**TO DO**
Rescale the lines from the line with "point: trumpet-shaped flower" through the end of the rows, both ends included, and give them again with the requests kept: multiply every coordinate in the answers by 1.95 and round to whole numbers, halves up, leaving the numbers in the requests and their format samples unchanged. Output only these lines.

**MATERIAL FOR THIS TASK**
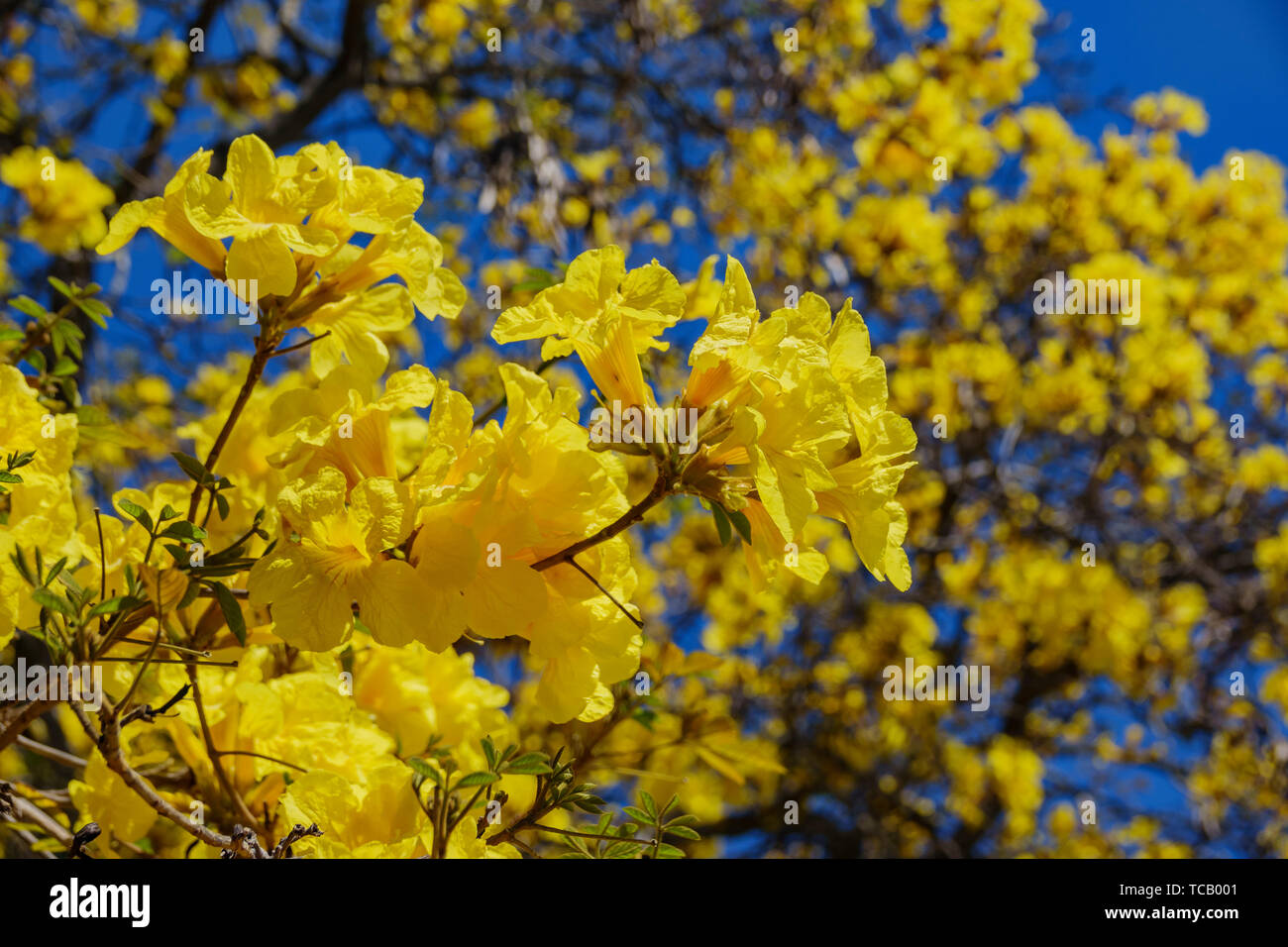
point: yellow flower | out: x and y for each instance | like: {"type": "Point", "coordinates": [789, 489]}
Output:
{"type": "Point", "coordinates": [335, 554]}
{"type": "Point", "coordinates": [376, 818]}
{"type": "Point", "coordinates": [64, 197]}
{"type": "Point", "coordinates": [605, 315]}
{"type": "Point", "coordinates": [168, 218]}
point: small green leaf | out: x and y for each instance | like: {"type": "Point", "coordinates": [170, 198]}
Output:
{"type": "Point", "coordinates": [741, 525]}
{"type": "Point", "coordinates": [137, 513]}
{"type": "Point", "coordinates": [529, 764]}
{"type": "Point", "coordinates": [232, 612]}
{"type": "Point", "coordinates": [722, 528]}
{"type": "Point", "coordinates": [112, 605]}
{"type": "Point", "coordinates": [183, 530]}
{"type": "Point", "coordinates": [192, 467]}
{"type": "Point", "coordinates": [480, 779]}
{"type": "Point", "coordinates": [649, 805]}
{"type": "Point", "coordinates": [63, 287]}
{"type": "Point", "coordinates": [29, 307]}
{"type": "Point", "coordinates": [54, 603]}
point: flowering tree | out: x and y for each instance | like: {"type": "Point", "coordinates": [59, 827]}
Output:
{"type": "Point", "coordinates": [347, 565]}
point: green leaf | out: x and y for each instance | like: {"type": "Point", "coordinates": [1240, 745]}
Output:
{"type": "Point", "coordinates": [480, 779]}
{"type": "Point", "coordinates": [183, 530]}
{"type": "Point", "coordinates": [136, 512]}
{"type": "Point", "coordinates": [94, 309]}
{"type": "Point", "coordinates": [63, 287]}
{"type": "Point", "coordinates": [425, 770]}
{"type": "Point", "coordinates": [193, 468]}
{"type": "Point", "coordinates": [54, 603]}
{"type": "Point", "coordinates": [232, 611]}
{"type": "Point", "coordinates": [29, 307]}
{"type": "Point", "coordinates": [741, 525]}
{"type": "Point", "coordinates": [64, 367]}
{"type": "Point", "coordinates": [649, 805]}
{"type": "Point", "coordinates": [722, 528]}
{"type": "Point", "coordinates": [112, 605]}
{"type": "Point", "coordinates": [529, 764]}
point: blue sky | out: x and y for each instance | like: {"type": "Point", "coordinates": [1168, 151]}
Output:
{"type": "Point", "coordinates": [1233, 54]}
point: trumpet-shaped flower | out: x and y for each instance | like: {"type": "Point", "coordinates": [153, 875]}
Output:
{"type": "Point", "coordinates": [336, 556]}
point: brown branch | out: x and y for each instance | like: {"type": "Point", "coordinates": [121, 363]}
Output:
{"type": "Point", "coordinates": [661, 488]}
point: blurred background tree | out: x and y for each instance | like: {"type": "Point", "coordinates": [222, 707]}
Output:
{"type": "Point", "coordinates": [1098, 512]}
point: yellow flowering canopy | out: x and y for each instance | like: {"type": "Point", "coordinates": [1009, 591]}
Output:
{"type": "Point", "coordinates": [493, 429]}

**EXERCISE RESULT**
point: trumpet-shaped flower | out: x and y for each instance | like: {"type": "Point", "coordinates": [153, 875]}
Output:
{"type": "Point", "coordinates": [655, 1084]}
point: brown branch | out: x and y for each instance | like: {"type": "Point", "coordinates": [121, 363]}
Output:
{"type": "Point", "coordinates": [1289, 952]}
point: blurred background tree | out: x and y for each instance | like: {"type": "Point", "coordinates": [222, 707]}
Output:
{"type": "Point", "coordinates": [2141, 998]}
point: yellow flowering canopy | out: x and y for each instance | like: {"type": "Point", "coordinates": [1009, 591]}
Output:
{"type": "Point", "coordinates": [961, 837]}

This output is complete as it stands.